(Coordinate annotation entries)
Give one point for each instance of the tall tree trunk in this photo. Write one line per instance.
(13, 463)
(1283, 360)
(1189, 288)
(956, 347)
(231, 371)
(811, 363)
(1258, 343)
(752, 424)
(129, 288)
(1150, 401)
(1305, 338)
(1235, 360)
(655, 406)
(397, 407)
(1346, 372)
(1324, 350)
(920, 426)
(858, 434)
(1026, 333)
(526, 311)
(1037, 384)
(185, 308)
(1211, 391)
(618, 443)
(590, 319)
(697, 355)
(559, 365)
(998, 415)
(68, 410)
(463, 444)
...
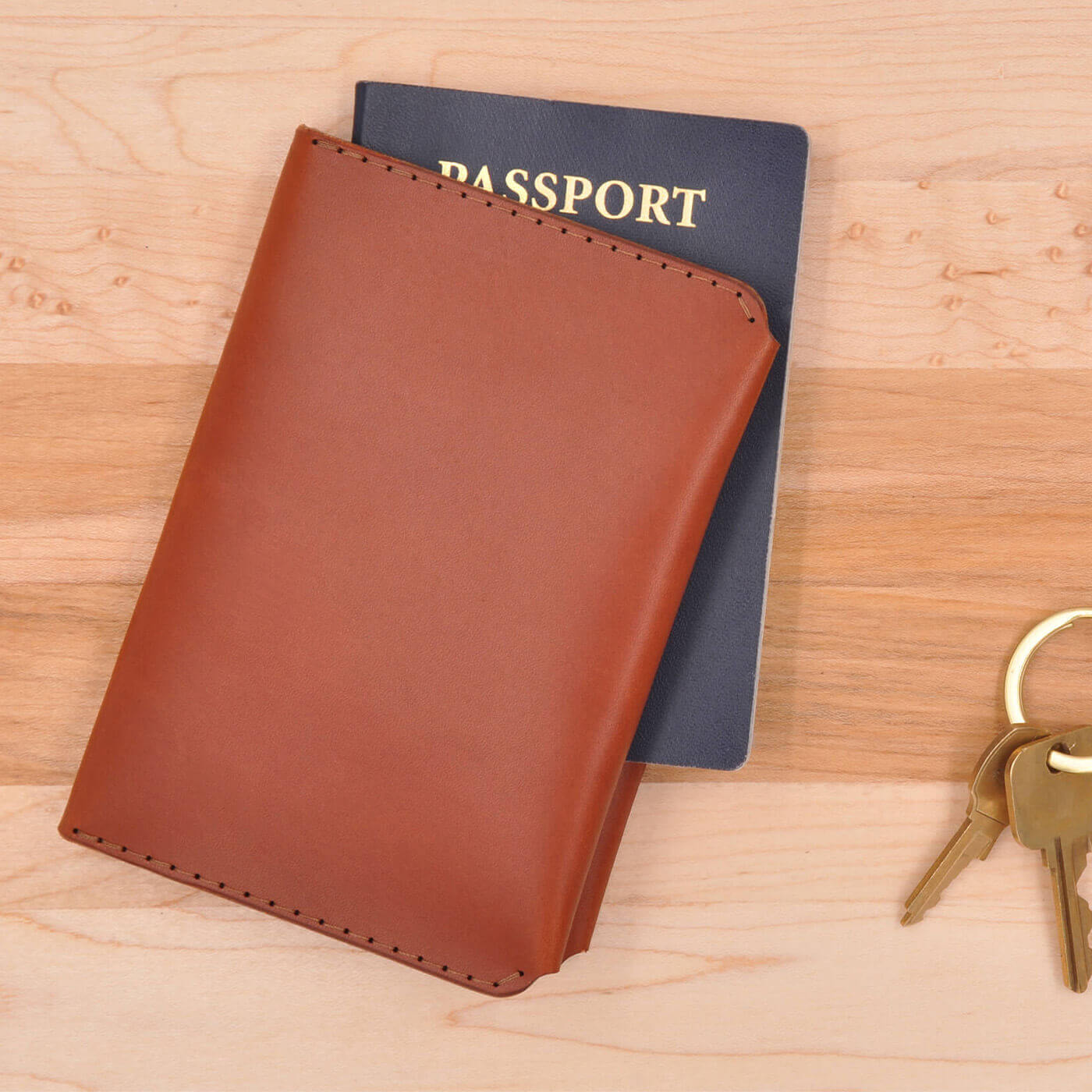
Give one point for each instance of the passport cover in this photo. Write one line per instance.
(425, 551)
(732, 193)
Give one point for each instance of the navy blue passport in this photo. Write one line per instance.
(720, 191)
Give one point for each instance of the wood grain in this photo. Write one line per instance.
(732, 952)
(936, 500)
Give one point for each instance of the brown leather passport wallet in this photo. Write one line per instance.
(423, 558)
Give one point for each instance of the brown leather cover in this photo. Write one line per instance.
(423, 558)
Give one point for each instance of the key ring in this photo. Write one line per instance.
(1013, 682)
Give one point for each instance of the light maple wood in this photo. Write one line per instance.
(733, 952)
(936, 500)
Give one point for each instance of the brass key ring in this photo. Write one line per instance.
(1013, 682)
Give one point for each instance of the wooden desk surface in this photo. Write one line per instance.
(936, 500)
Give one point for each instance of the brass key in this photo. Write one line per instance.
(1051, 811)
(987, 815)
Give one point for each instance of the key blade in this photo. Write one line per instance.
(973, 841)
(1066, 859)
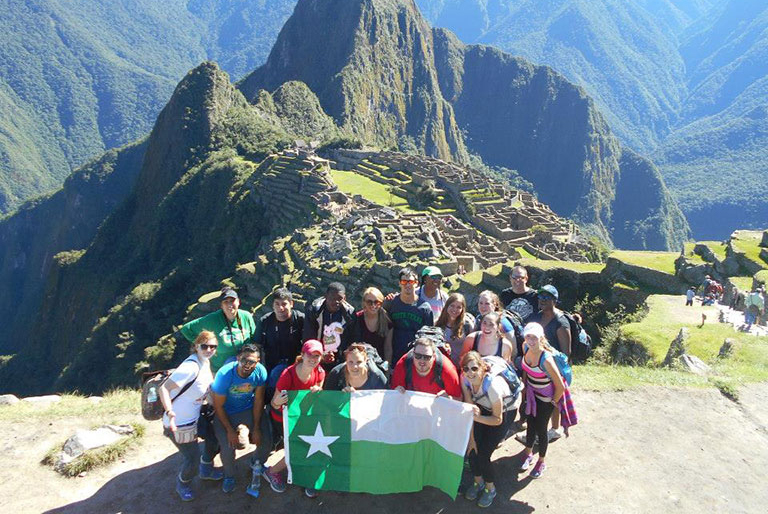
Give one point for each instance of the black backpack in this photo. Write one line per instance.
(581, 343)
...
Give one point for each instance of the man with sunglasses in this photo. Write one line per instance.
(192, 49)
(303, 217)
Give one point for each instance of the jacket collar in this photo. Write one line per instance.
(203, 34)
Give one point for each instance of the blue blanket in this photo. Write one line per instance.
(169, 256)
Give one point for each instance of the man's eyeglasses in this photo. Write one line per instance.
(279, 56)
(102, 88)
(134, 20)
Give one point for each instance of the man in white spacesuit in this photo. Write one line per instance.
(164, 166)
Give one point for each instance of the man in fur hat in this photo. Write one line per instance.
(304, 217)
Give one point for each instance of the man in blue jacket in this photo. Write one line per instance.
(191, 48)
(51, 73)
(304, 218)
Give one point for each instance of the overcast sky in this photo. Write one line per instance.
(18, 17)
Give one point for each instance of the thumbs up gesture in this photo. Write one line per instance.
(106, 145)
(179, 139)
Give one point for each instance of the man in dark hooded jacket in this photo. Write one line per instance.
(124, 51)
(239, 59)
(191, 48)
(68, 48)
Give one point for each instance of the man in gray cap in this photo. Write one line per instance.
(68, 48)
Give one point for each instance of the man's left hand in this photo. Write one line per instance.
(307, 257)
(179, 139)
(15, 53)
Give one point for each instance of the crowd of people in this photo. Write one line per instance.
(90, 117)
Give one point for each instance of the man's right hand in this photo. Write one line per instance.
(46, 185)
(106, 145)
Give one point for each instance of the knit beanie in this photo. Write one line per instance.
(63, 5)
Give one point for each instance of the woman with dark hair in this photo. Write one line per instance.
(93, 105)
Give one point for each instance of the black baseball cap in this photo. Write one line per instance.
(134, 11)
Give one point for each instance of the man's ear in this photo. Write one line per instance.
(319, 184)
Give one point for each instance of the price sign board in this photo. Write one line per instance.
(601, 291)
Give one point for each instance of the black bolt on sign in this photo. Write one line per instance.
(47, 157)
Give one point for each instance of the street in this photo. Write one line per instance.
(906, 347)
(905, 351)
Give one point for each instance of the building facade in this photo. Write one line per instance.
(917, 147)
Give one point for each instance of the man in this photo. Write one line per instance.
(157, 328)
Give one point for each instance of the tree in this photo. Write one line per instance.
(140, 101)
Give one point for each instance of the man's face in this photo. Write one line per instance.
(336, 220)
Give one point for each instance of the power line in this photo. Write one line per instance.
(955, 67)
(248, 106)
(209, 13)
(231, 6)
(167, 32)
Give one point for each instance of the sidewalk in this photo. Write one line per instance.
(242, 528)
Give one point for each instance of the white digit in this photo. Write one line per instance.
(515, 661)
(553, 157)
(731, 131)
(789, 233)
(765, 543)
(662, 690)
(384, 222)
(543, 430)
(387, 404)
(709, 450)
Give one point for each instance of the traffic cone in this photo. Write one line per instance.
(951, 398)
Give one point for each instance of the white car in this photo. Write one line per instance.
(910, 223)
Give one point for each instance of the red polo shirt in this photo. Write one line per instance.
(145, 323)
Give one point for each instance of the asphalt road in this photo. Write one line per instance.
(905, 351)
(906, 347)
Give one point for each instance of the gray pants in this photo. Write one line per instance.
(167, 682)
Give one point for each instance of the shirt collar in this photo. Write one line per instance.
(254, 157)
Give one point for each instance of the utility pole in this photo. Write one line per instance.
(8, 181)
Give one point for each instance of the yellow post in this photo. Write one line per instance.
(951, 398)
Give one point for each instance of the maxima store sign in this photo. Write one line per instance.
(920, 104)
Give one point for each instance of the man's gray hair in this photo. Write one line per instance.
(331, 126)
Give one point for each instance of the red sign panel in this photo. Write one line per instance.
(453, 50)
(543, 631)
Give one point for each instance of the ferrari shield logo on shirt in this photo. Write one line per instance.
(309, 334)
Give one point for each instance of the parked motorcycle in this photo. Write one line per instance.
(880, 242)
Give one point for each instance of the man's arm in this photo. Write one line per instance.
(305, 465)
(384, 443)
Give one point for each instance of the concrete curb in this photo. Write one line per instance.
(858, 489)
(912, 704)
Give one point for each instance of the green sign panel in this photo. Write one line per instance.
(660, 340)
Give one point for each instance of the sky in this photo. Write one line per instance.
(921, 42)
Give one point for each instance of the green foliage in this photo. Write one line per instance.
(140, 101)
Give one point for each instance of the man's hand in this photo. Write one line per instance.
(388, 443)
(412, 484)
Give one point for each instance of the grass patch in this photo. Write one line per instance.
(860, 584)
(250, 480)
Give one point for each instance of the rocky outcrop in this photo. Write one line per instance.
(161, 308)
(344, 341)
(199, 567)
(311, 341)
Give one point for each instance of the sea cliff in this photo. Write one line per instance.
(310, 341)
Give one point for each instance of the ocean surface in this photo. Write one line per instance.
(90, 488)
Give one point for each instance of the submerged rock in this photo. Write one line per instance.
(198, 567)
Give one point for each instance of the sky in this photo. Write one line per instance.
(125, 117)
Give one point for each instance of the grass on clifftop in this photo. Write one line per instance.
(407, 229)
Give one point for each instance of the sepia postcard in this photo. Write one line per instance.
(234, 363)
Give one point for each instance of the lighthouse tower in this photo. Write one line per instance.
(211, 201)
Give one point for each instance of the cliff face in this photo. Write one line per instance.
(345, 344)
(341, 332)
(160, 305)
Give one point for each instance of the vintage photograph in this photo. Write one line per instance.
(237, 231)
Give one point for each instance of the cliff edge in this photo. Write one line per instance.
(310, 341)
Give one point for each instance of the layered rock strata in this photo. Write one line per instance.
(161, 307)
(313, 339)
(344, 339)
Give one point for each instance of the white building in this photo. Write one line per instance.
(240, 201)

**Exercise directions:**
Copy the items exactly as they appear, starting at the line that contains "Give one point for each instance of the passport" and ending at the line that contains "(1066, 859)", both lines included.

**The solution:**
Give one point for each instance of the passport cover in this photo. Write one line per instance.
(425, 551)
(732, 193)
Give one point for each instance of the navy blue passport in this photo. Write one line per instance.
(720, 191)
Give one point for each instance of the wood grain in this photo. Write one line per instance.
(732, 952)
(936, 500)
Give one point for each instance of the brown leather passport wallet in this photo. Write one line per instance.
(423, 558)
Give one point for each instance of the brown leather cover in this photo. Write one line per instance.
(423, 558)
Give one point for each instance of the key ring in this photo. Write one line per instance.
(1013, 682)
Give one point for each instance of the light maple wood in this photo. Write one line per instance.
(733, 952)
(936, 500)
Give one point for each instance of the brass key ring in this photo. Write one line per instance.
(1013, 682)
Give one point for each instance of the wooden desk surface in this photo. Write one line per instance.
(936, 500)
Give one point for each instance of the brass key in this photo. Write one line per instance.
(1051, 811)
(987, 815)
Give one point for each instance of the key blade in this photo. Write one line per instance.
(973, 841)
(1066, 859)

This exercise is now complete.